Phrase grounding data
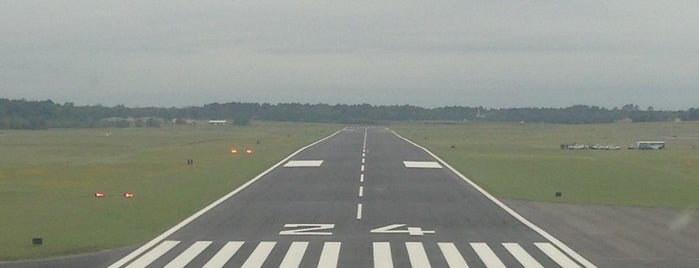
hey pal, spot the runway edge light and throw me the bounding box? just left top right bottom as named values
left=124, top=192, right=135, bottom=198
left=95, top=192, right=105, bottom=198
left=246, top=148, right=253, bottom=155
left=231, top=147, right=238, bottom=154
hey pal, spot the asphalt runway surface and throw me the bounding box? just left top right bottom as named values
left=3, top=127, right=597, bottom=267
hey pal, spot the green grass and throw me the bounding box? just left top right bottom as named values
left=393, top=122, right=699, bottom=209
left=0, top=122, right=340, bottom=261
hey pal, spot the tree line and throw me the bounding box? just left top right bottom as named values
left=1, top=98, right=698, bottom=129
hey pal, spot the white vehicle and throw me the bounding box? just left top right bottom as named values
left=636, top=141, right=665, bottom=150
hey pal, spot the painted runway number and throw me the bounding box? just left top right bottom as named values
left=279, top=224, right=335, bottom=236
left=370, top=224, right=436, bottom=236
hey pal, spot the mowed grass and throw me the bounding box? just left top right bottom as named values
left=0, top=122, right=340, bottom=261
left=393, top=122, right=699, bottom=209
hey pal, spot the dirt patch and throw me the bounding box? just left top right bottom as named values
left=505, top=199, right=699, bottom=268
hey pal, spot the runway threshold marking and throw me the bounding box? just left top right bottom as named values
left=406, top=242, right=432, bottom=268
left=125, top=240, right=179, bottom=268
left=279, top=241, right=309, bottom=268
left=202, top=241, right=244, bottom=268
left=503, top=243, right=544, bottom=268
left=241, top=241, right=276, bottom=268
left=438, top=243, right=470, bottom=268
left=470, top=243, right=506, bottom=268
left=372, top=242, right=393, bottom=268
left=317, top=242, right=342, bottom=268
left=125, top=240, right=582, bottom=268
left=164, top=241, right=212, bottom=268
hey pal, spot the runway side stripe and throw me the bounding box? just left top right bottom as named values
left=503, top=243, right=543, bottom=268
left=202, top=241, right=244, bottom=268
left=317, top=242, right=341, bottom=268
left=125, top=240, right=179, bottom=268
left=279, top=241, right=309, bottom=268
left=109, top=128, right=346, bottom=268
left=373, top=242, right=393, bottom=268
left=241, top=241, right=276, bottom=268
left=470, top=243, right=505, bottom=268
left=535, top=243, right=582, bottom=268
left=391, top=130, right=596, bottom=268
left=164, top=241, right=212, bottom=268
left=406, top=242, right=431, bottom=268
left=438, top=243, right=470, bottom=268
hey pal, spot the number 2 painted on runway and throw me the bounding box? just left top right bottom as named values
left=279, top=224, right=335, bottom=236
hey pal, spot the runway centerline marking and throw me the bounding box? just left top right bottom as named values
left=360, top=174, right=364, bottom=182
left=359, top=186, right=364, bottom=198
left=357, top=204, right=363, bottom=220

---

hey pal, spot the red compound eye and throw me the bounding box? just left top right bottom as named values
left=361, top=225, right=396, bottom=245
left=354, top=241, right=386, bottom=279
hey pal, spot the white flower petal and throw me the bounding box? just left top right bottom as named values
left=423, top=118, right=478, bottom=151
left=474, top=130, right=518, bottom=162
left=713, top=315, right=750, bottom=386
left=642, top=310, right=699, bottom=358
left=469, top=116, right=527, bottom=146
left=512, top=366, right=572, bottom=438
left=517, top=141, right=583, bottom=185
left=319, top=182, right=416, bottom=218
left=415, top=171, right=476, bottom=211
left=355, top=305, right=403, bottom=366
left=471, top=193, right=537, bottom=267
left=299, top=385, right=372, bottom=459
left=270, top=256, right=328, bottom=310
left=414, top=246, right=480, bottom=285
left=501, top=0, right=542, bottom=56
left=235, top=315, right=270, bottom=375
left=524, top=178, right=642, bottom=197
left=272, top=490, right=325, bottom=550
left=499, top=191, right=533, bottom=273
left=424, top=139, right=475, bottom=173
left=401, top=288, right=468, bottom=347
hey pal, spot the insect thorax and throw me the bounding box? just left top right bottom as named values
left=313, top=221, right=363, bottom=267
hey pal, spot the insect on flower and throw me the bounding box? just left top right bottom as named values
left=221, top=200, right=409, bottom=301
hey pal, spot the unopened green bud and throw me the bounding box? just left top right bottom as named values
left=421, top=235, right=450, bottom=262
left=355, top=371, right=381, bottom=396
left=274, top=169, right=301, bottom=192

==

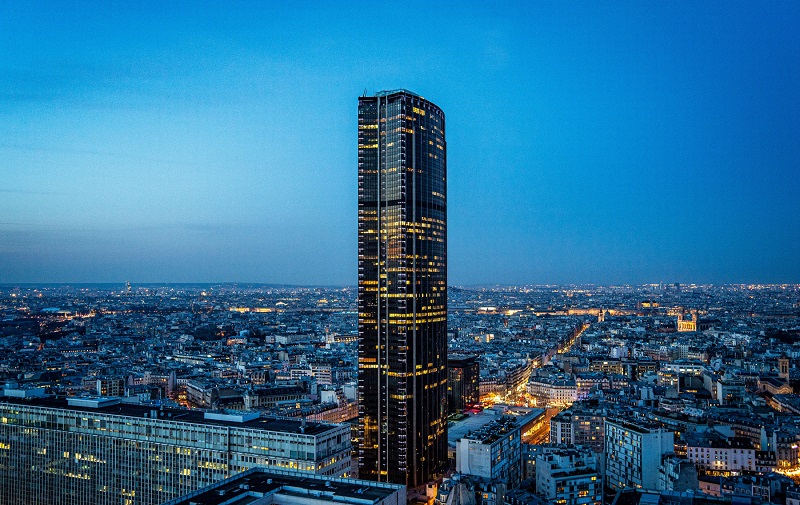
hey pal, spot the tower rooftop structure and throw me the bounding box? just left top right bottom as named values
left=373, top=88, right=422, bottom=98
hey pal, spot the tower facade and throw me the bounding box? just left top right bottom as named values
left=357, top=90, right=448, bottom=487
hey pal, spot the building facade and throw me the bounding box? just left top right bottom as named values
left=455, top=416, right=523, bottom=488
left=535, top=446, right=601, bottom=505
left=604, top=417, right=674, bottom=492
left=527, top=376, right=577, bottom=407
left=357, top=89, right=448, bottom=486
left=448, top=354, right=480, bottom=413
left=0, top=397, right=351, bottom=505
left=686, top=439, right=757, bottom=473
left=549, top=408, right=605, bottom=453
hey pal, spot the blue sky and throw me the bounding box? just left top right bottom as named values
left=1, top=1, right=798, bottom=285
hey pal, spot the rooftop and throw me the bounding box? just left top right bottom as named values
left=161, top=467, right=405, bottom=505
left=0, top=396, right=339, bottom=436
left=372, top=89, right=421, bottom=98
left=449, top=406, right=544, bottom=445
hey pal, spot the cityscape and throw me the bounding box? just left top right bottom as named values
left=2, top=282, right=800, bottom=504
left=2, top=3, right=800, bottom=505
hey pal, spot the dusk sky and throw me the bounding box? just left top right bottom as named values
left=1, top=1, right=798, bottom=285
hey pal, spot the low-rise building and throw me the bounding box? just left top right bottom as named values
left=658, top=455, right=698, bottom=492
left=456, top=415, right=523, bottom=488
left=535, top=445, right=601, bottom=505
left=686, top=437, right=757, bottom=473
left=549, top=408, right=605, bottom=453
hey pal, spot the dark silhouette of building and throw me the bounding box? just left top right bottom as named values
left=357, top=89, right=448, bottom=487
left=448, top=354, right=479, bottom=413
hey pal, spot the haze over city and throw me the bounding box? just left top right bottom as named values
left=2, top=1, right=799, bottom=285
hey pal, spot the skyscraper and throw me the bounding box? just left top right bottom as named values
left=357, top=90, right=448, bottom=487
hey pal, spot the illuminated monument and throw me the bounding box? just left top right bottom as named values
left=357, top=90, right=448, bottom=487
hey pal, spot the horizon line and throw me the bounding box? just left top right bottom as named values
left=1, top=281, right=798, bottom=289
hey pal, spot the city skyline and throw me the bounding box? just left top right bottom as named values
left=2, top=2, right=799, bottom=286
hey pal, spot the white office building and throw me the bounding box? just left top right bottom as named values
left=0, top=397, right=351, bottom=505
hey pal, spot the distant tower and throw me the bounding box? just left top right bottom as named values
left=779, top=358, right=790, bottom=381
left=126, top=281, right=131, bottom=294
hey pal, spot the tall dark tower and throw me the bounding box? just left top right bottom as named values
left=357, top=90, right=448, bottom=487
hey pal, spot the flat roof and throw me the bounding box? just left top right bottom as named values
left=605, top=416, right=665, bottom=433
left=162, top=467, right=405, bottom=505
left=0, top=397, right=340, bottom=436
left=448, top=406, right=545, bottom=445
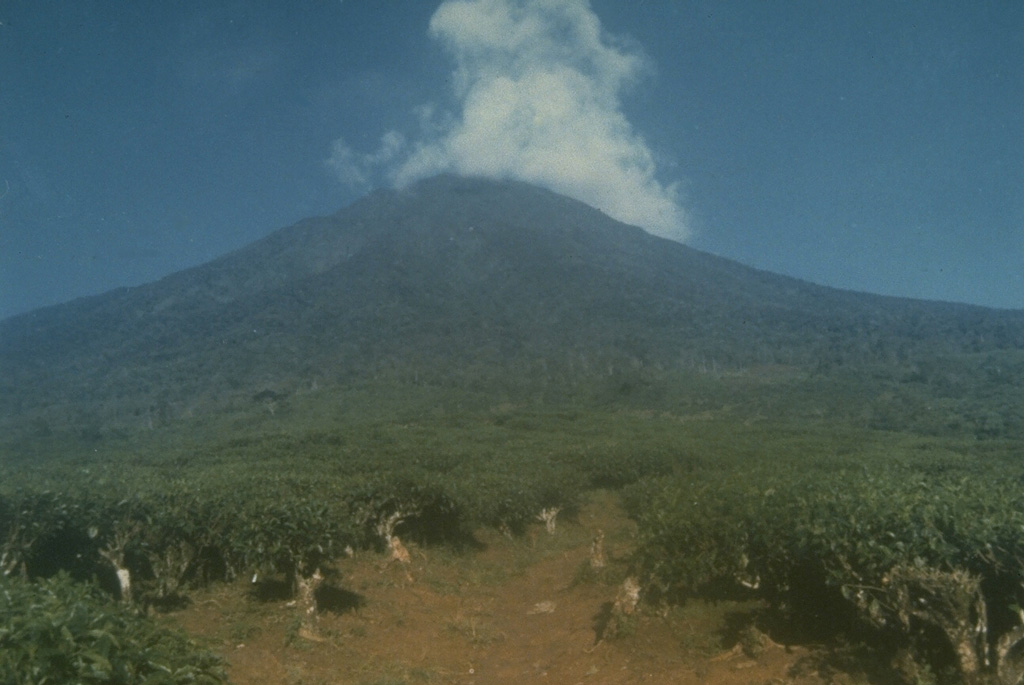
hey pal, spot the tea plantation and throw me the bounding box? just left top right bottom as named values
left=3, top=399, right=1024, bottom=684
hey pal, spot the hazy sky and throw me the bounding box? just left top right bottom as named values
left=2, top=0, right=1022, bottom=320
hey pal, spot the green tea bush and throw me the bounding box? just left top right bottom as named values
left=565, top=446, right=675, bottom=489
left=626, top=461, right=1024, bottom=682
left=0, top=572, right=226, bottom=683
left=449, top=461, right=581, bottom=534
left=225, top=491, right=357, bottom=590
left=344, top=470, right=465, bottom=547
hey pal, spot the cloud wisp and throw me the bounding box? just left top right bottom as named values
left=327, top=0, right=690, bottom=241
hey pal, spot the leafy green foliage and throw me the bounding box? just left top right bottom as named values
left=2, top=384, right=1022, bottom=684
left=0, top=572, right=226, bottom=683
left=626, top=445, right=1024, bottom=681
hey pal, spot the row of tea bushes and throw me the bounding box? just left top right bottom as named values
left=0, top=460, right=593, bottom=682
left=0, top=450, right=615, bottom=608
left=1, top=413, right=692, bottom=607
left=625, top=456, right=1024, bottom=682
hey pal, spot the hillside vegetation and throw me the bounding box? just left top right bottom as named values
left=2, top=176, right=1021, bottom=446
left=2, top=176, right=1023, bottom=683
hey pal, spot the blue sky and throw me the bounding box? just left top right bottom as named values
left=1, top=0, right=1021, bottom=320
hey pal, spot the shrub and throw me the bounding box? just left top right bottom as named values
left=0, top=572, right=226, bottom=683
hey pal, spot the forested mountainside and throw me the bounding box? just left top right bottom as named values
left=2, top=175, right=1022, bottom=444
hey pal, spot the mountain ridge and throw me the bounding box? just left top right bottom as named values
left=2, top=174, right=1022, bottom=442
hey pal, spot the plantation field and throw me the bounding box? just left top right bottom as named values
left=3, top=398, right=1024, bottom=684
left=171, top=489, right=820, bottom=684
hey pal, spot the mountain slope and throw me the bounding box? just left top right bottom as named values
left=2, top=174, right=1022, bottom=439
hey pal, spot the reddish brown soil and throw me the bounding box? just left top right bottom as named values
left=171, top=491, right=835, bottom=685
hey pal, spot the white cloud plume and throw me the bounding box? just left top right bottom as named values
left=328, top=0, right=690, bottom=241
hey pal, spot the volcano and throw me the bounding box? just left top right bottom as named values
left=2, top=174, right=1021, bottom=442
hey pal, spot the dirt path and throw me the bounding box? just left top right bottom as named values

> What the task asks
Transcribe the lines above between the line holding "hey pal, spot the white cloud" and the line holding "hey pal, spot the dirt path", inclusive, exactly as they stand and with nothing added.

> Solution for this exercise
hey pal, spot the white cloud plume and throw me the bounding box? just left top right bottom as named values
left=328, top=0, right=690, bottom=241
hey pal, spot the volcano and throw me the bounding box? just left top right bottom as named values
left=2, top=174, right=1021, bottom=442
hey pal, spot the dirt path and throw me the bounding box? just left top right bottom as named values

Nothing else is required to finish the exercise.